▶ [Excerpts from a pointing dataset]

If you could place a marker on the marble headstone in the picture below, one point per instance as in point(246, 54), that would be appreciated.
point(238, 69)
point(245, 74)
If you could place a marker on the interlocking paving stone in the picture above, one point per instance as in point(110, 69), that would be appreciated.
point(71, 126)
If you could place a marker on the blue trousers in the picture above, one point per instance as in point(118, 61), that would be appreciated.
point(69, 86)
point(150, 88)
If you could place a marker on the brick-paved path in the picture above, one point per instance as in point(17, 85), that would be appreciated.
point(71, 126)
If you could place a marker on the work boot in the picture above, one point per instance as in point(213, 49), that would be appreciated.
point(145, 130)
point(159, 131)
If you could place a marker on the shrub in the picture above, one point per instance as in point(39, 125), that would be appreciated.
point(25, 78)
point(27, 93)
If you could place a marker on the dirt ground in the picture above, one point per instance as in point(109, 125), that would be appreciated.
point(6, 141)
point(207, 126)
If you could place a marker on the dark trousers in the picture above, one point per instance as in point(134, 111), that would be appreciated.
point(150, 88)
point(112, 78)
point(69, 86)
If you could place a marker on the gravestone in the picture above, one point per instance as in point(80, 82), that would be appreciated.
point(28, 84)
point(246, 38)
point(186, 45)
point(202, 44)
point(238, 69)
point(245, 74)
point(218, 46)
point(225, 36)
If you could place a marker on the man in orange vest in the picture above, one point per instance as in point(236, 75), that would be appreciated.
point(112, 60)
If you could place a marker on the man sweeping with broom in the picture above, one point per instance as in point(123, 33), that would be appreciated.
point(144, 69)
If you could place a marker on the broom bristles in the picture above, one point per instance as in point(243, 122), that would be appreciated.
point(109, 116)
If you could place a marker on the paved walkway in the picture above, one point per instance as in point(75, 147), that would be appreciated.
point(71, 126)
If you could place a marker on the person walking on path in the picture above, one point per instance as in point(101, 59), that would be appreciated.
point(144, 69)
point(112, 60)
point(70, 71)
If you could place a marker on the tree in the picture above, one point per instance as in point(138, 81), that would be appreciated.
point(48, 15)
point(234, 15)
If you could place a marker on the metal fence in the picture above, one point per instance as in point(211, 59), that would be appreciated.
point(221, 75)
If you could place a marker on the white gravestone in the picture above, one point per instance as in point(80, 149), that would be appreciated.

▶ [Exercise] Please turn all of the entries above into a numbered list, leaving out any blank lines.

▶ [Task answer]
1. If you could place a marker on the marble headstone in the picture below, one point per instance as in point(246, 54), that would be appreciated.
2. point(238, 69)
3. point(245, 74)
4. If you could place a marker on the interlocking paving stone in the picture above, one point per instance as in point(110, 69), that would be appreciated.
5. point(71, 126)
6. If you could place a marker on the blue trousers in the picture above, one point per instance as in point(118, 61), that would be appreciated.
7. point(69, 86)
8. point(150, 88)
9. If you could place a marker on the brick-paved path in the picture above, one point per instance as in point(17, 85), that would be appreciated.
10. point(71, 126)
11. If you could place a marker on the work boot in the picture above, one point per instance as in point(213, 49), that would be appreciated.
12. point(145, 130)
13. point(159, 131)
14. If you could place a marker on the shrub in the picture above, one point per instance as in point(39, 125), that would be appreciated.
15. point(25, 78)
16. point(27, 93)
17. If you could place a marker on the dirt ground in the picture above, one point per instance as in point(109, 125), that would be appreciated.
18. point(6, 141)
19. point(207, 126)
20. If you could place a marker on the dark trousers in the picture above, one point per instance as in point(134, 111), that would be appreciated.
21. point(150, 88)
22. point(112, 78)
23. point(69, 86)
24. If you could place a marker on the gravestone in the picture above, one point per instance as in point(80, 82), that would be appreciated.
25. point(28, 84)
26. point(246, 38)
27. point(186, 45)
28. point(202, 44)
29. point(238, 69)
30. point(245, 74)
31. point(218, 46)
32. point(225, 36)
33. If you could place a marker on the man in orange vest in the picture above, one point per instance as in point(236, 75), that would be appreciated.
34. point(112, 60)
35. If you could place a marker on the man sweeping with broom in the picture above, one point per instance as in point(123, 33), that would be appreciated.
36. point(144, 69)
37. If you could place a marker on the broom bristles in the picture above, one point per instance as in point(243, 122), that would be appreciated.
38. point(109, 116)
39. If you could place a marker on the paved walkway in the picture above, one point per instance as in point(75, 147), that would be appreciated.
40. point(71, 126)
41. If you could place a marker on the person walking on path in the picture above, one point per instance as in point(101, 59), that would be appreciated.
42. point(144, 69)
43. point(112, 60)
44. point(70, 71)
45. If you could place a marker on the tree in the picture above, one point per instance as in point(138, 81), that would be appreciated.
46. point(48, 15)
47. point(234, 15)
48. If you could place a marker on the metal fence in the picture above, one point per instance as in point(211, 59), that would be appreciated.
49. point(221, 75)
50. If you could place a marker on the white gravestone in the picture above, one point per instance as in point(80, 149), that would be appreciated.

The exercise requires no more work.